REQUIREMENT
Copy the records word for word, from the line containing "Given the photograph above, point out the man's arm" down to the last line.

= = = = =

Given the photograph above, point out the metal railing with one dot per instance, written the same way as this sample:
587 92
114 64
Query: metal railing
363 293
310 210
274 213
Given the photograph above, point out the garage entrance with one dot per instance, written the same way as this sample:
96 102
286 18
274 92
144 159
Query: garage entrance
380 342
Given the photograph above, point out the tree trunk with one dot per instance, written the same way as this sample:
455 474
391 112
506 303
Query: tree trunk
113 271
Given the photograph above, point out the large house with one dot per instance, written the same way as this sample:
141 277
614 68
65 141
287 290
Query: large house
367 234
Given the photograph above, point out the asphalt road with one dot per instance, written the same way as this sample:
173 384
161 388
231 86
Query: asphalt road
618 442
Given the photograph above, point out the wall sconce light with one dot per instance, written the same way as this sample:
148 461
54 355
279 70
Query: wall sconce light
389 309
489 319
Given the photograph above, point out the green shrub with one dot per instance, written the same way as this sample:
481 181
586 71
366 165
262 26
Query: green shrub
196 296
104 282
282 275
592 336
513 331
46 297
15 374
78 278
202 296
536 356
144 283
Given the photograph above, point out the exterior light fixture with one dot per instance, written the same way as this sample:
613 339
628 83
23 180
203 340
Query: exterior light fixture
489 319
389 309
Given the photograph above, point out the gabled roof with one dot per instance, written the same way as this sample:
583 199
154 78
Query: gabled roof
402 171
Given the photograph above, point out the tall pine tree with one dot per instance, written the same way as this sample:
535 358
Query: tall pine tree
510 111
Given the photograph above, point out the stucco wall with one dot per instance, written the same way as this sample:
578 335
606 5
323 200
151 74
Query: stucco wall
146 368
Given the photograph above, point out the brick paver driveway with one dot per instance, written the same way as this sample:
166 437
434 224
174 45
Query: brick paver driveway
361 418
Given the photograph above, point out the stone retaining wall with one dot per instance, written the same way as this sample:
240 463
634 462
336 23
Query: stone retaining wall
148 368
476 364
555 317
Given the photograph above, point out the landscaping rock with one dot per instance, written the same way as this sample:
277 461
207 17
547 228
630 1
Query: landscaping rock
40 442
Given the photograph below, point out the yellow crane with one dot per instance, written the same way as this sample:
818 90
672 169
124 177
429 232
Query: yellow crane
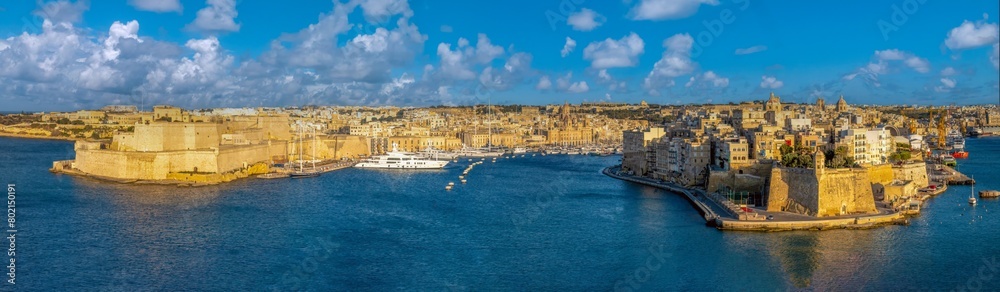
941 131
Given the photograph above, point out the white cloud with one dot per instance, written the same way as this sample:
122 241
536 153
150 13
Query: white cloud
218 16
579 87
614 53
972 35
157 5
380 11
62 10
751 50
676 61
544 83
946 85
585 20
882 63
770 82
948 71
707 79
948 82
603 76
667 9
995 56
456 64
568 47
918 64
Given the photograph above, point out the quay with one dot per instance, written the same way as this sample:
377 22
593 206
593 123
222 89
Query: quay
947 174
723 217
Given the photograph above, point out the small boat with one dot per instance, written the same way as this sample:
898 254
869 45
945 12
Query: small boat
304 174
972 199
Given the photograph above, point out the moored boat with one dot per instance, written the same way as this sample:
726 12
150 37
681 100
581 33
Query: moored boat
401 160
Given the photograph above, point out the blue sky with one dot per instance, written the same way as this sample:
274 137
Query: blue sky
64 55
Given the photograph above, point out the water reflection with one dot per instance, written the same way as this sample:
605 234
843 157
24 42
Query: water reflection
159 230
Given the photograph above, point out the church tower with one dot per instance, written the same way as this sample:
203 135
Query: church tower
773 103
841 104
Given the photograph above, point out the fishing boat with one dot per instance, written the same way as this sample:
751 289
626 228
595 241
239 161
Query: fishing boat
972 199
302 172
401 160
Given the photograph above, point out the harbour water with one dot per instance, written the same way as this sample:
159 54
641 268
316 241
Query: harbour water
534 223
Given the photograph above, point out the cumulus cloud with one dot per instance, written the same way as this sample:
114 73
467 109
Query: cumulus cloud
457 63
327 62
585 20
568 47
612 53
667 9
751 50
218 16
578 87
770 82
948 71
379 11
157 5
604 77
707 79
995 56
972 35
883 63
62 10
676 61
544 83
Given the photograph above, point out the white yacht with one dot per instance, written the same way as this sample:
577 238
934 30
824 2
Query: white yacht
401 160
436 154
473 152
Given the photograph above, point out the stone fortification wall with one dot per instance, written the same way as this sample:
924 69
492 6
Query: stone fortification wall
158 165
846 191
793 190
916 172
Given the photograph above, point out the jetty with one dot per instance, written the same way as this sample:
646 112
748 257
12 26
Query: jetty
948 175
724 215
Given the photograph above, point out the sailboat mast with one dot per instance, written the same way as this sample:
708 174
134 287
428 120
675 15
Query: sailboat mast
314 147
300 146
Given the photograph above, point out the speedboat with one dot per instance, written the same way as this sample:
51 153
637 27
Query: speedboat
401 160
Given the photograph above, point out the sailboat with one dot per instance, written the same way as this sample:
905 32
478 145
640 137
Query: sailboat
302 172
972 199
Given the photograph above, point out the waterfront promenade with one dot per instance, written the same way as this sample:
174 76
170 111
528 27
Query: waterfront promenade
725 218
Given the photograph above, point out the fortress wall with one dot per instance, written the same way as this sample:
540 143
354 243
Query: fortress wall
882 174
123 165
231 159
846 191
916 172
790 187
203 161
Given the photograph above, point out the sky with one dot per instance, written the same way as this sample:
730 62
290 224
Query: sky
68 55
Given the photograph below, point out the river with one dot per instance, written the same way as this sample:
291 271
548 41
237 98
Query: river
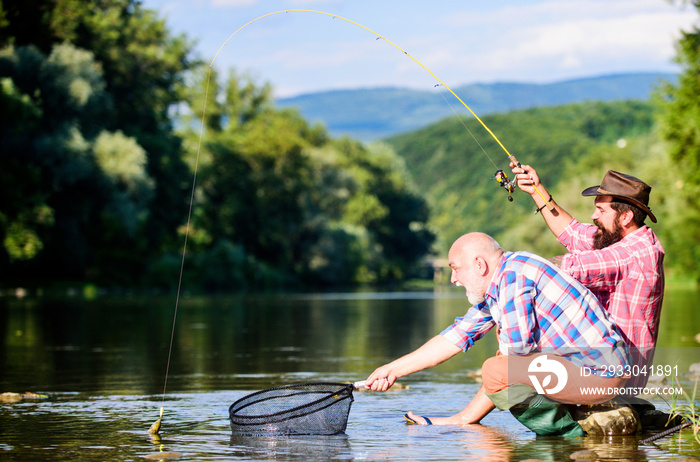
101 365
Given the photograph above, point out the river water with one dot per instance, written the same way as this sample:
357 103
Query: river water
101 364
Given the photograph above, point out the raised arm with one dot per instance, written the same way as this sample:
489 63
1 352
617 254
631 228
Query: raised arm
528 181
435 351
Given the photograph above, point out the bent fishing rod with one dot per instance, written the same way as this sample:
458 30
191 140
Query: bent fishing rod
500 175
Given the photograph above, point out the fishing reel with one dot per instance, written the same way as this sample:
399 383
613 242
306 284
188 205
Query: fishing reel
505 183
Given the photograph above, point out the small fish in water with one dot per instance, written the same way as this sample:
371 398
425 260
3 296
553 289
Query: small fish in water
155 428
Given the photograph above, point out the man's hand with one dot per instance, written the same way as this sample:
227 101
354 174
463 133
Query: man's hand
526 177
381 379
556 261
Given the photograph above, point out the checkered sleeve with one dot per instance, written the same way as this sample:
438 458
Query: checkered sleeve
577 236
471 327
519 320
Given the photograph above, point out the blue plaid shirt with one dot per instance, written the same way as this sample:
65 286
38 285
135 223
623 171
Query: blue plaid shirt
539 308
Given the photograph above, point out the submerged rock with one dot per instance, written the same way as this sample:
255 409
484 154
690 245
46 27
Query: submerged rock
622 420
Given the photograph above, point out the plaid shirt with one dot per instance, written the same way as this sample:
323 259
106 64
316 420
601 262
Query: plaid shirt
541 309
628 279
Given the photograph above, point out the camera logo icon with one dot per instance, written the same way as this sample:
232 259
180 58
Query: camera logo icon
552 368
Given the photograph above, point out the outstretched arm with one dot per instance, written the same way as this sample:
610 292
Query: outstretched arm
557 219
435 351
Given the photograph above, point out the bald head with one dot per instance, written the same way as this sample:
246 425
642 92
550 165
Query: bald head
473 259
476 245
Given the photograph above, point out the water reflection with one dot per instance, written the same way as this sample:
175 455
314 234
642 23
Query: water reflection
291 448
102 364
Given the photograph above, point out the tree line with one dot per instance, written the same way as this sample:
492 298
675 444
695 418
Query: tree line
100 109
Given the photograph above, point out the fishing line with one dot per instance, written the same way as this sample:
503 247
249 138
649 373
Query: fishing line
201 134
156 426
504 181
467 128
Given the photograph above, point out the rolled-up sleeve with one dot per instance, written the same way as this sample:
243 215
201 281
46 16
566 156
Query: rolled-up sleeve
577 236
471 327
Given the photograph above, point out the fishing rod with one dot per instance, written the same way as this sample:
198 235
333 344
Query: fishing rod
500 175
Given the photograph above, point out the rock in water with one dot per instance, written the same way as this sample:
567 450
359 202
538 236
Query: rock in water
620 421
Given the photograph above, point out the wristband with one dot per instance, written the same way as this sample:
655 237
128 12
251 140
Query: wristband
545 204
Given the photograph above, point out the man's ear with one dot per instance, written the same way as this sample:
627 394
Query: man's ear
481 266
626 218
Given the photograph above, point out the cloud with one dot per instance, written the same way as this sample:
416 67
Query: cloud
576 37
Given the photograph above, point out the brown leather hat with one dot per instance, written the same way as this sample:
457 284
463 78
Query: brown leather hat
624 187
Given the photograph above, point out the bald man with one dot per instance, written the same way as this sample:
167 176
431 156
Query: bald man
545 319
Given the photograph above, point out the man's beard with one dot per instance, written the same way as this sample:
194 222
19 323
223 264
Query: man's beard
604 238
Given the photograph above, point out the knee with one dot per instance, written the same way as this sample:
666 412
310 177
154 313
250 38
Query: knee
494 373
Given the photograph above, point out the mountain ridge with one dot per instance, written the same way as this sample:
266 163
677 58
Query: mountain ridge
371 114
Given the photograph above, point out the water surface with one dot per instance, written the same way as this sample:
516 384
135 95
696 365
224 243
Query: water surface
102 365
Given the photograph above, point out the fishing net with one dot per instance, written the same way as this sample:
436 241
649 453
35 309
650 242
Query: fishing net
299 409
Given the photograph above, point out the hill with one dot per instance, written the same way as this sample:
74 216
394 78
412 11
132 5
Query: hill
570 145
376 113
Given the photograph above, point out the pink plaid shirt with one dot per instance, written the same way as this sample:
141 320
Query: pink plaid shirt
628 279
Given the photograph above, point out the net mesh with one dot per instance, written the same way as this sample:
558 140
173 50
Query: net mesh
320 408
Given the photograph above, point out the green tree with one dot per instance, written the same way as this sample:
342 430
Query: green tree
89 151
681 128
297 204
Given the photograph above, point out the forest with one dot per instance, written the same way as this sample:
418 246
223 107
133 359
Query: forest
101 109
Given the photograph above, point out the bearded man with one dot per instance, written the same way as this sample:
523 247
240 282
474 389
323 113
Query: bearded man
618 257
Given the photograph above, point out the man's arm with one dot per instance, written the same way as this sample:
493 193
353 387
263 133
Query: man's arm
435 351
528 181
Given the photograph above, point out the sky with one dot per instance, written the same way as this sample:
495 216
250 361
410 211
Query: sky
457 41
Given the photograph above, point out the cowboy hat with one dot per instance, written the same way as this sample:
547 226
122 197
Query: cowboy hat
626 187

= = = = =

ANSWER TO THIS EXERCISE
Given the photograph above, point out the man's arm with one dot per instance, written the same way as this sample:
493 193
353 387
263 133
Query: man's arm
435 351
528 181
Given the photograph above, point out the sky with one dot per instance, written the same way as this sample:
495 216
250 361
410 211
Query: sky
457 41
Given the photograph above, point out the cowboy hat with one dot per instance, written the same way as this sample:
547 226
122 197
Query: cowboy hat
626 187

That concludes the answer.